=== CONSIGNES ===
**1.** Répondez à ces questions à partir du texte extrait sur l'obligation de donner des motifs :
(a) Quelle affaire est citée pour décrire cette obligation ?
(b) Selon la citation, quel paragraphe le conseil a-t-il omis de respecter ?
(c) De quelle nature étaient les éléments de preuve que constituaient les documents de l'employeur ?
**2.** Reprenez le texte extrait sur l'obligation de donner des motifs et poursuivez-le après sa dernière phrase.

=== TEXTE EXTRAIT ===
La conclusion susmentionnée est problématique, car elle n’indique pas de quelle façon le conseil a évalué les éléments de preuve présentés par le prestataire ni, plus important encore, pourquoi il les a rejetés. L’obligation légale de fournir des motifs adéquats pour appuyer sa conclusion lorsque la crédibilité fait l’objet d’une question en litige, obligation à laquelle doit se conformer le conseil, est décrite dans le passage suivant de l’affaire Parks c. Canada (Procureur général), 228 NR 130, 1998 CanLII 8058 (CAF), tiré du paragraphe 5 :
Nous sommes tous d'avis que le conseil a commis une erreur de droit lorsqu'il a omis de se conformer au paragraphe 79(2). En particulier, nous sommes d'avis qu'il incombait au conseil de dire, au moins brièvement, qu'il a rejeté des parties cruciales de la preuve du demandeur et d'expliquer pourquoi il a agi ainsi. En l'espèce, le conseil disposait de plusieurs documents de l'employeur qui constituaient des éléments de preuve de la nature du ouï-dire. Le témoignage par affidavit et les déclarations orales du réclamant devant le conseil étaient incompatibles, sous plusieurs aspects, avec des documents. Le conseil s'est contenté de faire état de ses conclusions sans expliquer pourquoi il a préféré une version des événements à l'autre. Même si en vertu de l'interprétation que nous donnons au paragraphe (2), nous n'estimons pas que le conseil arbitral soit tenu de décrire en détail ses conclusions de fait, nous sommes d'avis que, pour se conformer à ce paragraphe, le conseil arbitral doit, lorsque la crédibilité fait l'objet d'une question litigieuse, dire au moins brièvement, dans le cadre de ses « conclusions [...] sur les questions de fait essentielles », qu'il rejette certains éléments de preuve sur ce fondement et pourquoi il a rejeté ces éléments. Lorsqu'il omet d'agir ainsi, il commet une erreur de droit.

=== DONNÉES DE DÉPART ===
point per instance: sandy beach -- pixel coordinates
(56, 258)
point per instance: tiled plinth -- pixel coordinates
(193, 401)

=== RÉPONSES ===
**1.**
(a) Parks c. Canada (Procureur général)
(b) Le paragraphe 79(2)
(c) De la nature du ouï-dire

**2.**
Les raisons fournies par le conseil en l’espèce sont inadéquates et n’appuient pas la conclusion tirée. Par conséquent, l’affaire doit être renvoyée devant une nouvelle autorité décisionnaire afin d’être examinée de nouveau.
Pour les motifs susmentionnés, l’appel devant le juge-arbitre est accueilli.
R. L. Barnes
JUGE-ARBITRE
OTTAWA (Ontario)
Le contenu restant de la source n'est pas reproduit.